■ **Short exercise 1**
Answer these questions about the Peel Non-Profit Housing by-law:
(a) On what date were the Corporation's letters patent issued?
(b) At what street address is the Corporation's head office located?
(c) On what day does the Corporation's financial year end?
■ **Short exercise 2**
Continue the Peel Non-Profit Housing by-law from the point where the text stops.

■ **Selected extract**
┏━━

PEEL NON-PROFIT HOUSING CORPORATION

BY-LAW NUMBER 1-76

As amended by By-laws Numbered: 2-85

A by-law relating generally to the transaction of the business and affairs of the Peel Non-Profit Housing Corporation.

Contents

One - Interpretation

Two - Business of the Corporation

Three - Directors

Four - Committees

Five - Officers

Six - Protection of Directors, Officers and Others

Seven - Meetings

Eight - Notices

Nine - Effective Date  

 

BE IT ENACTED as a by-law of the Corporation as follows:

SECTION ONE

INTERPRETATION

1.01 Definitions

In the by-laws and special resolution of the Corporation, unless the context otherwise requires: "Act" means The Corporations Act (Ontario 970, Chapter 89) and any act that may be substituted therefor, as from time to time amended; "appoint" means "elect and vice versa; "letters patent" means the letters patent of the Corporation issued the 6th day of July, 1976, as from time to time amended, supplemented or restated; "board" means the board of directors of the Corporation; "by-laws" means this By-law and all other by-laws and special by-laws of the Corporation from time to time in force and effect; "Corporation" means the Corporation constituted under the Act and named the Peel Non-Profit Housing Corporation; "non-business day" means Saturday, Sunday and any other day that is a holiday as defined in The Interpretation Act (Ontario); "meeting of members" includes an annual or other general meeting of the members and a special meeting of the members; "area municipalities" means The Corporation of the City of Mississauga, The Corporation of the City of Brampton and the Corporation of the Town of Caledon; "recorded address" means, in the case of a member, his address as recorded in the register of the members and, in the case of the members of the Council of the Regional Municipality of Peel, a director, officer or auditor, his address as recorded in the records of the Corporation; "signing officer" means, in relation to any instrument, any person authorized to sign the same on behalf of the Corporation by Section 2.04 of this By-law or by a resolution passed pursuant thereto; save as aforesaid, words and expressions defined in the Act have the same meanings when used herein; and words importing the singular number include the plural and vice versa; words importing the masculine gender include the feminine and neuter genders; and words importing persons include individuals, bodies corporate, partnerships, trusts and unincorporated organizations.

 

SECTION TWO

BUSINESS OF THE CORPORATION

2.01 Head Office

Until changed in accordance with the Act, the head office of the Corporation shall be at the offices of the Regional Municipality of Peel, 150 Central Park Drive in the City of Brampton in the Province of Ontario and at such location therein as the board from time to time determine by resolution.

2.02 Corporate Seal

Until changed by resolution of the board, the corporate seal of the Corporation shall be in the form pressed hereon.

2.03 Financial Year

Until changed by resolution of the board, the financial year of the Corporation shall end on the last day of December in each year.

┗━━

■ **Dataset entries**

┏━━

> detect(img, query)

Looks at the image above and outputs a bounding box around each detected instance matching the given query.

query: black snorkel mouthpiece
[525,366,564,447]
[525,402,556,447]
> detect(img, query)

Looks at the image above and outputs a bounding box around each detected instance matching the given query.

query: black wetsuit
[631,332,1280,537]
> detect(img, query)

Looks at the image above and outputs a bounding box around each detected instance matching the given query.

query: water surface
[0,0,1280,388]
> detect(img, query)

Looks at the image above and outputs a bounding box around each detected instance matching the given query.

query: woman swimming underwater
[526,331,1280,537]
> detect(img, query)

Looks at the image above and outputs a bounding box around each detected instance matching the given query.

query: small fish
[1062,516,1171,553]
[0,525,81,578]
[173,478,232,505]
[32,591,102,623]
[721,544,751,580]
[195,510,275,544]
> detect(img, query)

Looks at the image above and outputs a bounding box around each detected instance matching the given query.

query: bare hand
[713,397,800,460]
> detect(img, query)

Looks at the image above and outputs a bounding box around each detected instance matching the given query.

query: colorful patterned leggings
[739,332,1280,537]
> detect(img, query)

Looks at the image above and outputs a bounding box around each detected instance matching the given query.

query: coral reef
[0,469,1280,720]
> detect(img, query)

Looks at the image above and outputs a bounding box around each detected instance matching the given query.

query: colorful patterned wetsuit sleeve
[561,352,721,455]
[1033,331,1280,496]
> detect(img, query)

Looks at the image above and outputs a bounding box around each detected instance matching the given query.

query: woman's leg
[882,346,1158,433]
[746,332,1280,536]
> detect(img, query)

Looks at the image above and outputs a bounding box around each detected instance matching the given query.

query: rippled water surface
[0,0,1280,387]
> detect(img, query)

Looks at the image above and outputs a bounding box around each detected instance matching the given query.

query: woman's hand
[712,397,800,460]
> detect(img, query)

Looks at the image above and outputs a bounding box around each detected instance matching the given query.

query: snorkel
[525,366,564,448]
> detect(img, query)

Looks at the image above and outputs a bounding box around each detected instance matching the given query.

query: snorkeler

┗━━

■ **Written reply 1**
(a) The 6th day of July, 1976.
(b) 150 Central Park Drive, in the City of Brampton, at the offices of the Regional Municipality of Peel.
(c) The last day of December in each year.

■ **Written reply 2**
2.04.1 Execution of Documents

Subject to all normal approvals being previously obtained, all deeds, transfers, assignments, contracts, obligations, and notwithstanding the generality of the foregoing, all proposal calls, consultant agreements, site plan agreements, purchase and sale agreements, tripartite agreements, mortgage or charge commitment letters, borrowing, debenture and all other by-laws, directors' resolution, mortgages, charges, mortgage or charge directions for legal fees, chattel mortgages or any documents pursuant to the Personal Property Security Act, subdivision agreement, grants or easement, certificates and other instruments, may be signed on behalf of the Corporation by any two of the holders of the office of President, Vice-President, General Manager, Secretary, Treasurer and Solicitor, and any one of the two signing officers may affix the Corporate Seal to the document at the time it is signed.

2.04.02 Execution of Routine Documents

Subject to all normal approval or delegations being previously obtained or made, applications for rezoning or applications to Committees of Adjustment, applications for building permits, initial project applications to the Minister of Municipal Affairs and Housing and subsequent applications on Form 1414 and applications pursuant to the National Housing Act for an insured rental loan on CMHC Form 1675, tender awards for appliances and furnishings, undertakings about noise warnings and license agreements for hydro, gas, cable television and other similar utilities, interior design agreements, applications for garbage collection, applications for designations of fire routes, laundry equipment and elevator service agreements, tenant leases, landscaping and snow removal agreements, painting and building repair agreements, may be signed by the holder of the office of General Manager or by any person on the staff of the Corporation to whom the General Manager has delegated his signing authority in writing, prior to signature of the document, and the General Manager or the delegate may affix the Corporation Seal to the document at the time of signature.

2.04.3 Notwithstanding the previous clauses, the Board may from time to time direct the manner in which, and the person or person by whom, any document or class of documents may or shall be signed.

2.05 Banking Arrangements

The banking business of the Corporation shall be transacted with such banks, trust companies or other bodies corporate or organizations as may from time to time be designated by or under the authority of the board, such banking business or any part thereof shall be transacted under such agreements, instructions and delegations of powers as the board may from time to time prescribe or authorize.

 

SECTION THREE

DIRECTORS

3.01 Quorum

A majority of the members of the Corporation with a representative of each of the area municipalities being present is necessary to constitute a quorum.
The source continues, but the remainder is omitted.